* QUÉ HAY QUE HACER *
• A. Transcribe, por favor, el tramo del relato de la jicotea que va desde "Or his hands" hasta "missed this story.".
• B. Prolonga el relato de la jicotea a partir del punto en que termina.

* FRAGMENTO SELECCIONADO *
Una (no)resolución y un cuento

tortuga_cuento

Also, he added while we walked on the mud, you never have to kill tortoises, did you know that? You just place them in water, and use that water as the main ingredient for omiero.

Este año, quiero vivir en el presente. Quiero estar. Sencillamente estar.

Claro que es medio oximorónico el ejercicio de planificar para estar…el punto de vivir cada instante es precisamente dejar las fijaciones culposas (con el pasado) y las exculpatorias (con el futuro) para favorecer el estar aquí, pendiente del interlocutor y escuchando lo que nos dice, del amigo y lo que siente, de la sensación que produce el agua espumosa cuando lavamos los platos y de los sonidos de carros, pájaros e insectos alrededor. De la sonrisa o el dolor de un desconocido. De nuestra propia hambre o saciedad. Sencillamente estar.

Aquí va el cuento. Allí, en ese momento, no estuve.

Jicotea

His old age inconvenienced me. I was twenty, and in my haste to do an interview series with what seemed to be the only willing santero in town, I had not counted on his getting tired during long sessions. Or his house smelling with that faint odor that old people’s homes have even when they’re very clean. Or his insistence that I visit more often.

Or his hands trembling when he tried to kill a chicken. They were not supposed to tremble, and I was not supposed to help.

Santería is a Caribbean religion, the product of a syncretic mixture of Spanish Catholic and ancient African Yoruba mythologies, social structures and religious practices. A close relative of Brazilian Candomblé, Santería was born in Cuba among Nigerian slaves under Spanish rule, and brought to Puerto Rico, Miami and New York by Cuban migrants after Castro’s revolution. Seventeen years ago, I was so eager to get that story, I missed this story.

On that particular day, I sat down with my tape recorder and my list of questions, quietly hoping we would get down to the business of studying his religion, and quietly knowing we would get side-tracked. We did. Today, it was a zoological thing. The relative ease of caring for tortoises, jicoteas, as opposed to doves – you see, jicoteas just bury themselves in the back yard’s mud, never bother anyone. Doves, on the other hand, constantly soil their cages, their food, and their own beautiful white feathers.

I kept the recorder off, saving the tapes for the real information.

Also, he added while we walked on the mud, you never have to kill tortoises, did you know that? You just place them in water, and use that water as the main ingredient for omiero.

Omiero is a common and important potion. Out with the recorder. I knew some of the ingredients – fish, river water, palm oil and, after today, tortoise water, but the exact ingredients and their proportion was something only an ordained santero would know. I was about to get a recipe.

* MATERIAL *
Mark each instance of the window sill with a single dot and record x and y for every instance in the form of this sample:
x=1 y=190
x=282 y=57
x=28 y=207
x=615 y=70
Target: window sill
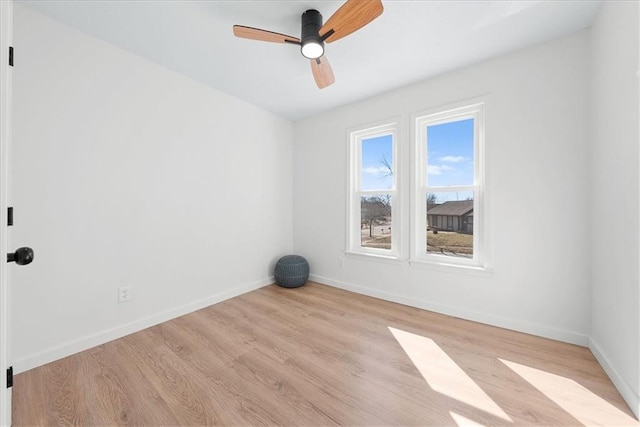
x=388 y=259
x=470 y=270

* RESPUESTAS DEL EJERCICIO *
• A.
Or his hands trembling when he tried to kill a chicken. They were not supposed to tremble, and I was not supposed to help.

Santería is a Caribbean religion, the product of a syncretic mixture of Spanish Catholic and ancient African Yoruba mythologies, social structures and religious practices. A close relative of Brazilian Candomblé, Santería was born in Cuba among Nigerian slaves under Spanish rule, and brought to Puerto Rico, Miami and New York by Cuban migrants after Castro’s revolution. Seventeen years ago, I was so eager to get that story, I missed this story.

• B.
Not today. No more talk of omiero. Instead, I listened to some story about a client who came for a divination procedure and was sent to the doctor instead. Then he looked at my car. It had a dent from a small accident the week before. He was worried – was I driving safely? Did I follow the speed limits? Did I drink?

Yes, yes and no, I said, putting the recorder away with a sigh.

He scribbled some things on a little piece of paper and sent me off to purchase four ohíos, or very young chickens, some candy, and a dry coconut. He had the rest of the stuff he needed there, he said. Need for what? To clean and protect your car. No more accidents. Ohíos are best for that. Ochosi will protect you when you drive.

I went to the market. Apparently I was going to see something first hand. I was getting an A, for sure. Everybody else’s topic seemed suddenly boring. Not me. Ritual sacrifice, that was my story. Santería.

I came back quickly. So quickly I almost hit a car entering the neighborhood where my santero lived. Good thing I was going to get protection, I smiled.

He had the knife ready when I came back. The knife, some herbs, a jar containing an opaque liquid-omiero, he said, and I remembered the tortoises and hoped I wouldn’t have to drink any of the stuff as part of the procedure.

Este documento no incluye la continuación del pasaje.